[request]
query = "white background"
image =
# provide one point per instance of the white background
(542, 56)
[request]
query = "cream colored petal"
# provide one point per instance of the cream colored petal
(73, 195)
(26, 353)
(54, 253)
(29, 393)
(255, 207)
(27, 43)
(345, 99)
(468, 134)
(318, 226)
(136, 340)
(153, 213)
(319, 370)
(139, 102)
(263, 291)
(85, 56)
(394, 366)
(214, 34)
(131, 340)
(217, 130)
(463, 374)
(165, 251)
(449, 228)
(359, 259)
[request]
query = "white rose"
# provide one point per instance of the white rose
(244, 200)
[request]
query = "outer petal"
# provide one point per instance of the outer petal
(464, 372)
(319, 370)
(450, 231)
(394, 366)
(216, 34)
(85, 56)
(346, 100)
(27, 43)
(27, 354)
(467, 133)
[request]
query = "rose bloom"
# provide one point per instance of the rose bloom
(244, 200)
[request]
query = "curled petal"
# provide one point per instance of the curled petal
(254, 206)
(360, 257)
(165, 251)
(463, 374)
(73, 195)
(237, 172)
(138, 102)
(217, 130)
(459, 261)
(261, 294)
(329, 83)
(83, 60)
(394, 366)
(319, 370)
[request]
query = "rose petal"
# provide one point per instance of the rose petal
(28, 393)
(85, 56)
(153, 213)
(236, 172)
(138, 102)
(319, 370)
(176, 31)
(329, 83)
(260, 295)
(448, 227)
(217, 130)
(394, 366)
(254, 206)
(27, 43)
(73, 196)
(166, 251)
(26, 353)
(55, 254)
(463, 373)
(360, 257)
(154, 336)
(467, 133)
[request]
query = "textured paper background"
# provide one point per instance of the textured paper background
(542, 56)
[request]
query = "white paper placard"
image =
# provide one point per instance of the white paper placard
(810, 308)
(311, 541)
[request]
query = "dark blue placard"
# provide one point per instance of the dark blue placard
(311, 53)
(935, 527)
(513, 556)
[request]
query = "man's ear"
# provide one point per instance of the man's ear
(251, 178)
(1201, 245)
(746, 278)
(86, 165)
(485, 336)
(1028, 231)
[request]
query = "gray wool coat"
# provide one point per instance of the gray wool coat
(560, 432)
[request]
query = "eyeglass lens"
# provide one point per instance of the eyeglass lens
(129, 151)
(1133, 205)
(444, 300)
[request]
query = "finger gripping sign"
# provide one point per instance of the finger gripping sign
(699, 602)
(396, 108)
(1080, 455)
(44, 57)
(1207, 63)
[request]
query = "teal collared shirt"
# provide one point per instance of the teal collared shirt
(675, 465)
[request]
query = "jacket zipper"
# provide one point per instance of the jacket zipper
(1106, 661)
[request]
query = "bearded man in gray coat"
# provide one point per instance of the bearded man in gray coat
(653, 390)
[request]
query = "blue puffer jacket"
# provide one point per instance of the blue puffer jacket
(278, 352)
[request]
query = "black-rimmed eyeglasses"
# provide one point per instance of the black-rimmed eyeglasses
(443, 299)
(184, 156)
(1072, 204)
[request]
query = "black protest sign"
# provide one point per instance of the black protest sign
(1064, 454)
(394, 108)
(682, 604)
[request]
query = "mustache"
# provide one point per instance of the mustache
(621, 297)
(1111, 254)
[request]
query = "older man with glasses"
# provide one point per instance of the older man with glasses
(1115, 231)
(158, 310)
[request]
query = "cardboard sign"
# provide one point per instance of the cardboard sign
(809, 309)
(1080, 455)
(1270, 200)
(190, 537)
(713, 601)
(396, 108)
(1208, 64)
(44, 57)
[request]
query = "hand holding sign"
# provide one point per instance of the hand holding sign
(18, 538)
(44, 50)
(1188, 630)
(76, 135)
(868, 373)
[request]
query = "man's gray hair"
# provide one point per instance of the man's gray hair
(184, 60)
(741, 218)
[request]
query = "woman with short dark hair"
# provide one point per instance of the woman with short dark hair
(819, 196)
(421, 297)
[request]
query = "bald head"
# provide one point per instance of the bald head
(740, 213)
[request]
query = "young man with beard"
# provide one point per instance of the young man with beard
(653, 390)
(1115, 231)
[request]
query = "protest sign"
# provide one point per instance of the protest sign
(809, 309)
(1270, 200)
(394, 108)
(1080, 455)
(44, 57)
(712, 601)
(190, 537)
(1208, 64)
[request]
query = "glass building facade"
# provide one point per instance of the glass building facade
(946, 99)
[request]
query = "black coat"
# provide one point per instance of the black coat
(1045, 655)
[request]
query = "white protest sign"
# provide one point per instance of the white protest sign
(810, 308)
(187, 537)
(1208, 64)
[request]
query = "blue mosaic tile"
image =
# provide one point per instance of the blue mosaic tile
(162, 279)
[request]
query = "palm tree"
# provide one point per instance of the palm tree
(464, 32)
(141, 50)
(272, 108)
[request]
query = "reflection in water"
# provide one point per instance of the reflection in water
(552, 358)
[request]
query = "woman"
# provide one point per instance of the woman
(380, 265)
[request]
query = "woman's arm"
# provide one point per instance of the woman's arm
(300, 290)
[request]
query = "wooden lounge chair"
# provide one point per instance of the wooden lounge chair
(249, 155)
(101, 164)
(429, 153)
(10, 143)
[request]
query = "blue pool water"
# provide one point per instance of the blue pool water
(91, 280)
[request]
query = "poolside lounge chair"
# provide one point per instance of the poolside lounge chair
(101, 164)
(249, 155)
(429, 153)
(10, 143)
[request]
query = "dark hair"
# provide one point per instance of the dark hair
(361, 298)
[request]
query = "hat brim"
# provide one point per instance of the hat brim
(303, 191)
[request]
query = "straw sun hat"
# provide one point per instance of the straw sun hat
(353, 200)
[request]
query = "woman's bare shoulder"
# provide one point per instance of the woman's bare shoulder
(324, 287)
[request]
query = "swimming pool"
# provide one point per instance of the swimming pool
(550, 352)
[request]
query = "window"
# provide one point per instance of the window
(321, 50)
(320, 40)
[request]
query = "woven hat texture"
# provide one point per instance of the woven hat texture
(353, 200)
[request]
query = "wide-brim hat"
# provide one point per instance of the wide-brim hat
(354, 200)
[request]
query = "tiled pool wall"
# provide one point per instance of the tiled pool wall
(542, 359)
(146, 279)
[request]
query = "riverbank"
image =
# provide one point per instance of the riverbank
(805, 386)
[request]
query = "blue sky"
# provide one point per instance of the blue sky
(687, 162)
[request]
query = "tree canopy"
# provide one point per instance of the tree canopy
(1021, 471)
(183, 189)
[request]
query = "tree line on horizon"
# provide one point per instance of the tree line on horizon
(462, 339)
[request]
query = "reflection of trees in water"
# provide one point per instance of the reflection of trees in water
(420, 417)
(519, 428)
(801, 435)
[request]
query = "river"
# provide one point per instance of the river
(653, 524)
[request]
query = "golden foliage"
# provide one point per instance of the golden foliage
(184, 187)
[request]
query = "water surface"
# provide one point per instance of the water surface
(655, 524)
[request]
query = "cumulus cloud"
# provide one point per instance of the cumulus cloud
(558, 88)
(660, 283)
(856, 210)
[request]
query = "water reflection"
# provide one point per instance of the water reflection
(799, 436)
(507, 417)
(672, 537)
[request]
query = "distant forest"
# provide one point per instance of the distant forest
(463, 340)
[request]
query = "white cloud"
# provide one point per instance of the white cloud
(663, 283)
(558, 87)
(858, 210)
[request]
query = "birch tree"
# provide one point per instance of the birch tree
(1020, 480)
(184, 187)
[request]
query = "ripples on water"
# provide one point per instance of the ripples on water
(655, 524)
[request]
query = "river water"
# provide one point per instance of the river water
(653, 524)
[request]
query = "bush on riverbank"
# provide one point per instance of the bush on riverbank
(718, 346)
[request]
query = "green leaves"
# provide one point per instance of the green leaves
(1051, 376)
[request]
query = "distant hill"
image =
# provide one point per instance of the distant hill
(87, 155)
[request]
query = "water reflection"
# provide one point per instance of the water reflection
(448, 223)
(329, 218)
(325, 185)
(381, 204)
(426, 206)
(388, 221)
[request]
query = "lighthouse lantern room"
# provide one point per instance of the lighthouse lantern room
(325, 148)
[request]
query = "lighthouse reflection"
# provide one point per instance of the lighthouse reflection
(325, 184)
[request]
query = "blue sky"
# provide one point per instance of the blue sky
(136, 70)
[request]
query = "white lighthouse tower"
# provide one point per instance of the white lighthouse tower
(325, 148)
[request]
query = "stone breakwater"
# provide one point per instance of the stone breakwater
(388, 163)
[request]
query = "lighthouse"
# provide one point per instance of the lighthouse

──────────────────────────────

-- EXERCISE AIM --
Filter the records, copying every line that contains the string "horizon".

-- FULL ANSWER --
query = "tree line on horizon"
# provide one point per instance of the tree line on horizon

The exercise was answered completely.